What you are asked to do:
Emit a verbatim copy of the lines running from the line with "on the bridal" through the end of the material below.

--- BEGIN Data entries ---

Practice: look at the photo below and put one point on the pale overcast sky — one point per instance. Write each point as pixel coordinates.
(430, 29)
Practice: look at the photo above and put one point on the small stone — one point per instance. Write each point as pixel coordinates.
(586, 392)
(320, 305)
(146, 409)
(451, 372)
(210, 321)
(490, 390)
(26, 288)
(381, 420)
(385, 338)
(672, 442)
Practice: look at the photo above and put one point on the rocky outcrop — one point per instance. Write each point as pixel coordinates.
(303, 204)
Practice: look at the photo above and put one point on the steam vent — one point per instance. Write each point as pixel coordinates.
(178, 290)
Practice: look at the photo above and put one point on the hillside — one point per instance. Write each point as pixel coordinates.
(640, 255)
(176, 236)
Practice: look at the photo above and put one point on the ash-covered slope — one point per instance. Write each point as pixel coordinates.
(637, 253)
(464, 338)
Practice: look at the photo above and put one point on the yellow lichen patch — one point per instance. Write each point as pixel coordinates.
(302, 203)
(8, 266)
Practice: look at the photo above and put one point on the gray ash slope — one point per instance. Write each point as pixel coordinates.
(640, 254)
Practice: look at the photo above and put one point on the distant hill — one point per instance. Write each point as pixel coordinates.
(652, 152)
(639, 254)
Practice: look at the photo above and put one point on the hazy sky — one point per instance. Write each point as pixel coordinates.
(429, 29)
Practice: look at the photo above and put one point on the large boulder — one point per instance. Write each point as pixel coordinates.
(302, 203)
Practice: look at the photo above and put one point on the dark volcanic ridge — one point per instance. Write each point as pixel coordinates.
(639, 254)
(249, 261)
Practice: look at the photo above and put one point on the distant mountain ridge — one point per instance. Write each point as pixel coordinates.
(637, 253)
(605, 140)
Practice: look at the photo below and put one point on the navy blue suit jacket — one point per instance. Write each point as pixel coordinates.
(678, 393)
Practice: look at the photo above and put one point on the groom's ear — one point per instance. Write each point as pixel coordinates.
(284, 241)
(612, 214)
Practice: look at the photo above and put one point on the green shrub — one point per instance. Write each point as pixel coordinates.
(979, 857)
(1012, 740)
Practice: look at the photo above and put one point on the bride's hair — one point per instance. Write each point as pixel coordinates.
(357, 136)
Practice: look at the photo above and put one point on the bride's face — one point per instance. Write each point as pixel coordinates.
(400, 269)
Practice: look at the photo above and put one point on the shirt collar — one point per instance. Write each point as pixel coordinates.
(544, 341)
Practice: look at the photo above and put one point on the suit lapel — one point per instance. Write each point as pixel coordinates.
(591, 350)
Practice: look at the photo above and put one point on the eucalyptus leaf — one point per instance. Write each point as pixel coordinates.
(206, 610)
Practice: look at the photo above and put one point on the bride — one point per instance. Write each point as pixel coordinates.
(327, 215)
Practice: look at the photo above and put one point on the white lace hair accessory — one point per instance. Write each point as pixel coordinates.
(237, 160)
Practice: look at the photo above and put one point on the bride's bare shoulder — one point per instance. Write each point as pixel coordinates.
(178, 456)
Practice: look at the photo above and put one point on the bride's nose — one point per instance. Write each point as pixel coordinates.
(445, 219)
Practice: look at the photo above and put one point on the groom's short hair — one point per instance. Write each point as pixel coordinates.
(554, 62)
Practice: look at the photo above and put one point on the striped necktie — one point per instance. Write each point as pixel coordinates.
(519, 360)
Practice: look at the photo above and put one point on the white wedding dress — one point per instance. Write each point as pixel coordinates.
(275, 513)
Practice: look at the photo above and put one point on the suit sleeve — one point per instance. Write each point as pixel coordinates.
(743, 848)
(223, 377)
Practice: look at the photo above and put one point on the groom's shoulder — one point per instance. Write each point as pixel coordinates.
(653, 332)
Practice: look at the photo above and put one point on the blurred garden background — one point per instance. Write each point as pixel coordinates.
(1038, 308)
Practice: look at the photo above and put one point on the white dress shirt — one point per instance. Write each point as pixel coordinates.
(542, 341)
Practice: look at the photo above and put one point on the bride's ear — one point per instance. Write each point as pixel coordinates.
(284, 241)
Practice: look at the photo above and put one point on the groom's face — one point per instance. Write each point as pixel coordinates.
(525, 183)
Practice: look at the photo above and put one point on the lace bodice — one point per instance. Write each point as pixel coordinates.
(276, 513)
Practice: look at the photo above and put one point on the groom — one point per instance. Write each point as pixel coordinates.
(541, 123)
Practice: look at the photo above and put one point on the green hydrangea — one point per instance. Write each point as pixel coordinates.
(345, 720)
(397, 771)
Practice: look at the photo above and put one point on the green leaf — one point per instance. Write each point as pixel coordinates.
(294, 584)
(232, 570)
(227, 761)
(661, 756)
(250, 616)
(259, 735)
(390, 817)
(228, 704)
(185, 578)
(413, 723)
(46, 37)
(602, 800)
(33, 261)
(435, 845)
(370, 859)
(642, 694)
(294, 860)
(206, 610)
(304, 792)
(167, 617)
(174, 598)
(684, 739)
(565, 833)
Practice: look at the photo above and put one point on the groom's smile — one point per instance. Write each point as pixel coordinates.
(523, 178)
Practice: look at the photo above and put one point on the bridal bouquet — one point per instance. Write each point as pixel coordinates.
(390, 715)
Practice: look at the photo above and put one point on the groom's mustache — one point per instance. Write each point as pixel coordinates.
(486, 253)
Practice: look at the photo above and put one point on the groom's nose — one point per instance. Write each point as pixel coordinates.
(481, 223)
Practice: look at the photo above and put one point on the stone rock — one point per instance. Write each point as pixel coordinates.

--- END Data entries ---

Written answer:
Practice: look at the photo above and put one point on the bridal bouquet — one point per instance. Write each point as pixel coordinates.
(390, 715)
Practice: look at the photo above and put one point on the groom's mustache — one point per instance. Write each point as pixel coordinates.
(486, 253)
Practice: look at the photo above and put one point on the groom's nose — one point per instance. Write each point as pixel coordinates.
(481, 223)
Practice: look at the photo above and put one point on the stone rock — one point per instance. Write each point as pixel coordinates.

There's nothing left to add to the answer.